>> Begin TASK MATERIAL
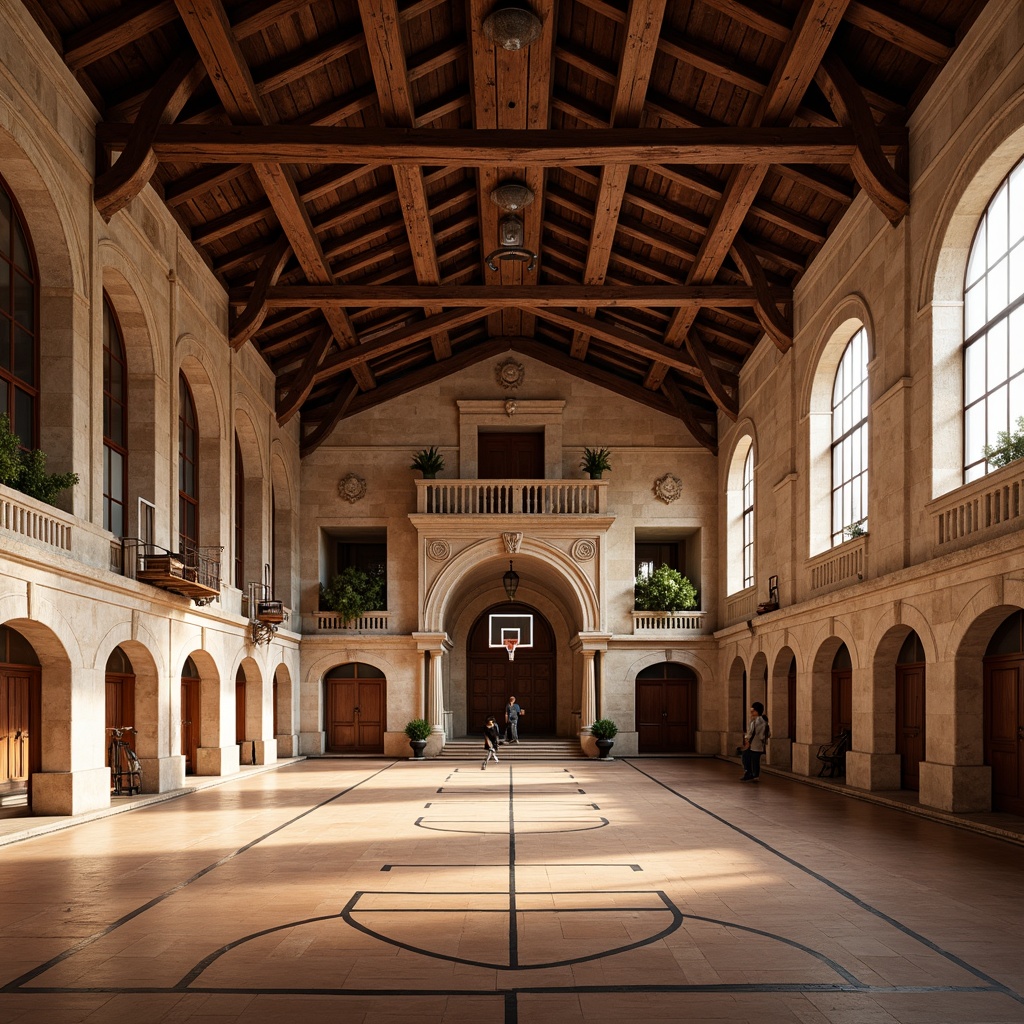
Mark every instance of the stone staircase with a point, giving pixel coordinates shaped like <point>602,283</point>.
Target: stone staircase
<point>525,750</point>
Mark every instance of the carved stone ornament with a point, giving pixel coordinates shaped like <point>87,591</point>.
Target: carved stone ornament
<point>352,487</point>
<point>584,550</point>
<point>439,551</point>
<point>510,374</point>
<point>668,488</point>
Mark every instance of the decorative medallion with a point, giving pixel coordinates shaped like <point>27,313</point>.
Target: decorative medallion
<point>439,551</point>
<point>352,487</point>
<point>510,374</point>
<point>669,488</point>
<point>584,550</point>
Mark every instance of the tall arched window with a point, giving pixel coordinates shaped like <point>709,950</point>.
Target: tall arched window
<point>187,468</point>
<point>849,444</point>
<point>749,518</point>
<point>18,325</point>
<point>115,424</point>
<point>240,517</point>
<point>993,325</point>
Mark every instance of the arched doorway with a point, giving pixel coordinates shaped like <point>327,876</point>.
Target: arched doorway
<point>667,709</point>
<point>1004,713</point>
<point>20,713</point>
<point>910,711</point>
<point>120,686</point>
<point>492,678</point>
<point>354,698</point>
<point>842,679</point>
<point>192,714</point>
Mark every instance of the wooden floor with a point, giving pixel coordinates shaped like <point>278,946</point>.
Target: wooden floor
<point>645,891</point>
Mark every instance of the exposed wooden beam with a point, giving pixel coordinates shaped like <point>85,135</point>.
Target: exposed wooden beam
<point>317,144</point>
<point>551,296</point>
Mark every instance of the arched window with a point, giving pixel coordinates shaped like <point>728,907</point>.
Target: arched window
<point>115,424</point>
<point>240,517</point>
<point>187,468</point>
<point>993,324</point>
<point>749,518</point>
<point>18,325</point>
<point>849,441</point>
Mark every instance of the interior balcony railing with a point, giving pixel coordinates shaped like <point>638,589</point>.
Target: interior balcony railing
<point>512,497</point>
<point>193,572</point>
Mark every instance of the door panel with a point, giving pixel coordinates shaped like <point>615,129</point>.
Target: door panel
<point>910,723</point>
<point>1005,730</point>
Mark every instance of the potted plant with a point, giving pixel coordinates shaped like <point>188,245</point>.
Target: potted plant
<point>603,731</point>
<point>429,461</point>
<point>418,730</point>
<point>353,592</point>
<point>665,590</point>
<point>595,462</point>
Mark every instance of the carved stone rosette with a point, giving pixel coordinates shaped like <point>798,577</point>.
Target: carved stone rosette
<point>584,550</point>
<point>512,542</point>
<point>352,487</point>
<point>439,551</point>
<point>668,488</point>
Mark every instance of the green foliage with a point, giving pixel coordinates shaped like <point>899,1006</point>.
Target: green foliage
<point>1010,448</point>
<point>26,471</point>
<point>664,590</point>
<point>428,461</point>
<point>596,460</point>
<point>353,592</point>
<point>419,728</point>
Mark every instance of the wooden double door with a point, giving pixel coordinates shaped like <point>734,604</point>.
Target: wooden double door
<point>666,709</point>
<point>354,715</point>
<point>20,752</point>
<point>1004,687</point>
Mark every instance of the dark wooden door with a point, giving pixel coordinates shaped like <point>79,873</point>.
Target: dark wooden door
<point>510,456</point>
<point>20,752</point>
<point>120,709</point>
<point>1005,730</point>
<point>666,711</point>
<point>192,717</point>
<point>842,700</point>
<point>354,711</point>
<point>910,723</point>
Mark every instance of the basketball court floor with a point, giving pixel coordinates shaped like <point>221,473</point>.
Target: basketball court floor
<point>564,892</point>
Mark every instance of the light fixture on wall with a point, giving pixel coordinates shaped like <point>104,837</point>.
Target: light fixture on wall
<point>511,582</point>
<point>512,28</point>
<point>511,197</point>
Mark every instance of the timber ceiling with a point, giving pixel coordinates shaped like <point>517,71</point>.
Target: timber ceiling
<point>333,162</point>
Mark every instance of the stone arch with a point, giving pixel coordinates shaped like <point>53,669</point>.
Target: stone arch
<point>992,153</point>
<point>482,563</point>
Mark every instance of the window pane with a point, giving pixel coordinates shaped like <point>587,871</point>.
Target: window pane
<point>974,309</point>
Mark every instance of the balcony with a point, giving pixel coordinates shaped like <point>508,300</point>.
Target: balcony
<point>512,497</point>
<point>194,572</point>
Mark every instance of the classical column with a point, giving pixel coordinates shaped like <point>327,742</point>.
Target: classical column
<point>589,704</point>
<point>435,692</point>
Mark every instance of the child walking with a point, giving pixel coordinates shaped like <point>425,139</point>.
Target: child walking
<point>489,742</point>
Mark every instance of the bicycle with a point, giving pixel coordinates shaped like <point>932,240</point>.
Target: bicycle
<point>126,769</point>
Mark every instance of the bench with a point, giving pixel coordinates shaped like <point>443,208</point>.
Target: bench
<point>833,756</point>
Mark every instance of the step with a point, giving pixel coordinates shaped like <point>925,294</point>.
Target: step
<point>525,750</point>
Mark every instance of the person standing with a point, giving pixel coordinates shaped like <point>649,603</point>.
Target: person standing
<point>489,742</point>
<point>512,715</point>
<point>754,743</point>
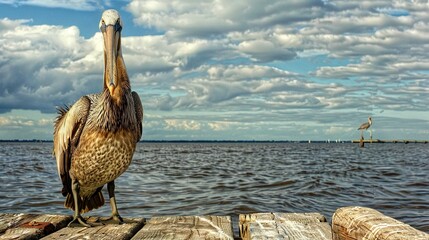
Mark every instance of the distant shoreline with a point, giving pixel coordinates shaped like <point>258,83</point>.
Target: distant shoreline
<point>202,141</point>
<point>237,141</point>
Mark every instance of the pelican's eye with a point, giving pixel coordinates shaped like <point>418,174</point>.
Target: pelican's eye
<point>103,26</point>
<point>118,26</point>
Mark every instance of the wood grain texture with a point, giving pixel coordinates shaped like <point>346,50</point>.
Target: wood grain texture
<point>187,227</point>
<point>352,223</point>
<point>299,226</point>
<point>30,226</point>
<point>107,231</point>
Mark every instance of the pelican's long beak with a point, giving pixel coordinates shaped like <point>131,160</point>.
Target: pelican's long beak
<point>111,41</point>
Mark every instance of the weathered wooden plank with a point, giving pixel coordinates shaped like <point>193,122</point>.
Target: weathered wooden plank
<point>30,226</point>
<point>352,223</point>
<point>106,230</point>
<point>187,227</point>
<point>299,226</point>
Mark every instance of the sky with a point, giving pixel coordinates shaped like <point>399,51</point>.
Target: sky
<point>225,70</point>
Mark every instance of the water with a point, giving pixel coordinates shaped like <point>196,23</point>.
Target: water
<point>234,178</point>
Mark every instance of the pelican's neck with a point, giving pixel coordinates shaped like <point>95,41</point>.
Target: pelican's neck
<point>122,80</point>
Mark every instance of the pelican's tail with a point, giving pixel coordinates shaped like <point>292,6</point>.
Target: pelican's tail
<point>86,204</point>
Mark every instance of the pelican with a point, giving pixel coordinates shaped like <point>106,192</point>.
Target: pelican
<point>365,126</point>
<point>95,138</point>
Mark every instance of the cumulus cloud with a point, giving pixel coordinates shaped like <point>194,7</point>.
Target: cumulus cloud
<point>242,60</point>
<point>43,66</point>
<point>85,5</point>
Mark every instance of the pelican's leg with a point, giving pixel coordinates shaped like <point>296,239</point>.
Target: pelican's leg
<point>115,214</point>
<point>77,217</point>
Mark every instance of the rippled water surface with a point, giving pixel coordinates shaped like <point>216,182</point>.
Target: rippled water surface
<point>234,178</point>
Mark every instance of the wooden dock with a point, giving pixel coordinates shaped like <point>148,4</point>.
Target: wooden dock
<point>349,223</point>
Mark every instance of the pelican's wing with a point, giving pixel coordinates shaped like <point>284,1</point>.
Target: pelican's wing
<point>139,113</point>
<point>68,127</point>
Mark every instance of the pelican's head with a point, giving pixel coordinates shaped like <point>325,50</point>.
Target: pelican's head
<point>111,26</point>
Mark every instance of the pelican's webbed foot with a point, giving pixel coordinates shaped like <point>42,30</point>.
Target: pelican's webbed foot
<point>116,218</point>
<point>79,220</point>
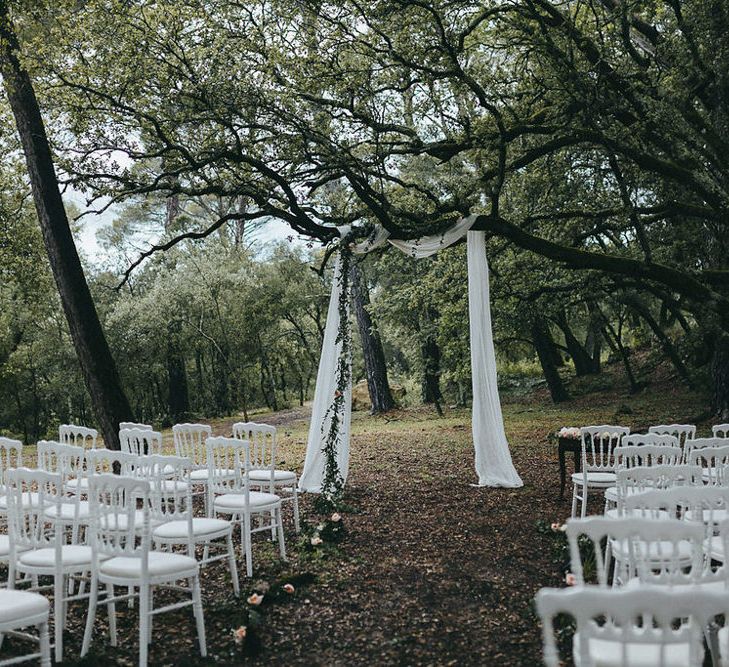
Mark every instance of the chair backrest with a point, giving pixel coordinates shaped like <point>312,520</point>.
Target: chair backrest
<point>81,436</point>
<point>262,439</point>
<point>190,442</point>
<point>113,503</point>
<point>29,493</point>
<point>713,461</point>
<point>125,426</point>
<point>100,461</point>
<point>140,442</point>
<point>598,443</point>
<point>638,479</point>
<point>66,460</point>
<point>630,618</point>
<point>669,551</point>
<point>11,456</point>
<point>654,439</point>
<point>646,455</point>
<point>682,432</point>
<point>704,505</point>
<point>228,465</point>
<point>700,443</point>
<point>170,494</point>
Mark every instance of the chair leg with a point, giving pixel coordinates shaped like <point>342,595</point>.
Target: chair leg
<point>232,566</point>
<point>111,613</point>
<point>143,624</point>
<point>90,615</point>
<point>45,645</point>
<point>246,527</point>
<point>199,618</point>
<point>279,526</point>
<point>296,506</point>
<point>59,587</point>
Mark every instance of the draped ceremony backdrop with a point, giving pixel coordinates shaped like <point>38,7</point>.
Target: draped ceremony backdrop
<point>492,457</point>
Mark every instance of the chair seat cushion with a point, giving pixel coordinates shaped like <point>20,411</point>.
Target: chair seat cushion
<point>29,500</point>
<point>71,554</point>
<point>21,604</point>
<point>204,474</point>
<point>595,478</point>
<point>278,476</point>
<point>237,501</point>
<point>614,513</point>
<point>160,564</point>
<point>715,516</point>
<point>178,529</point>
<point>607,653</point>
<point>120,521</point>
<point>82,483</point>
<point>662,551</point>
<point>68,511</point>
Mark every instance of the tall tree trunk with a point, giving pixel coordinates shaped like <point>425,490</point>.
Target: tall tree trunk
<point>544,345</point>
<point>430,353</point>
<point>374,356</point>
<point>581,358</point>
<point>97,365</point>
<point>720,378</point>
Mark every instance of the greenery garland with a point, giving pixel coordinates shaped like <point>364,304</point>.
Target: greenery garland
<point>332,487</point>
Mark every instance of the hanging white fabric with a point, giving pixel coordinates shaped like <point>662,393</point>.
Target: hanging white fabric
<point>326,386</point>
<point>492,457</point>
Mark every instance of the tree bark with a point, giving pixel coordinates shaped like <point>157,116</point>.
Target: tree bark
<point>97,364</point>
<point>374,355</point>
<point>544,348</point>
<point>720,377</point>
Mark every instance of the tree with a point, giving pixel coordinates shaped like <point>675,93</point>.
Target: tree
<point>97,365</point>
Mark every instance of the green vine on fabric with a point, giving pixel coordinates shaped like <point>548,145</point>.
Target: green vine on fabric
<point>332,487</point>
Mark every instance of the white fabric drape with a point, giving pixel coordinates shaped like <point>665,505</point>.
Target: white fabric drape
<point>326,385</point>
<point>493,459</point>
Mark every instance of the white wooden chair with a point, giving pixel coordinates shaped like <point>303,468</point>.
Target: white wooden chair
<point>23,609</point>
<point>232,496</point>
<point>682,432</point>
<point>81,436</point>
<point>650,626</point>
<point>140,442</point>
<point>666,551</point>
<point>125,426</point>
<point>713,461</point>
<point>264,474</point>
<point>11,456</point>
<point>190,443</point>
<point>641,479</point>
<point>120,559</point>
<point>35,499</point>
<point>172,514</point>
<point>598,463</point>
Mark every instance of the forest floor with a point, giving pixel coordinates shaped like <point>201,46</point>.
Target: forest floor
>> End TASK MATERIAL
*WORK TO DO:* Your output consists solely of the lines from the one with "Mark every instance of the white fabric" through the last line, copied exactly.

*IN RESPONSE:*
Mark every instance of the white fabric drape with a point, giving pixel coordinates shaped like <point>665,505</point>.
Target: white fabric drape
<point>326,385</point>
<point>493,459</point>
Mark every instance of the white wooden chair with a point, giving pixel coordinates shaped like <point>303,468</point>.
Target: white wooden chair
<point>23,609</point>
<point>232,496</point>
<point>682,432</point>
<point>81,436</point>
<point>650,626</point>
<point>140,442</point>
<point>666,551</point>
<point>125,426</point>
<point>713,461</point>
<point>264,474</point>
<point>11,456</point>
<point>190,443</point>
<point>641,479</point>
<point>120,559</point>
<point>35,499</point>
<point>172,514</point>
<point>598,463</point>
Mark every instance of the forest floor with a point, giving pixel coordinates shaped like <point>201,46</point>.
Target: forest floor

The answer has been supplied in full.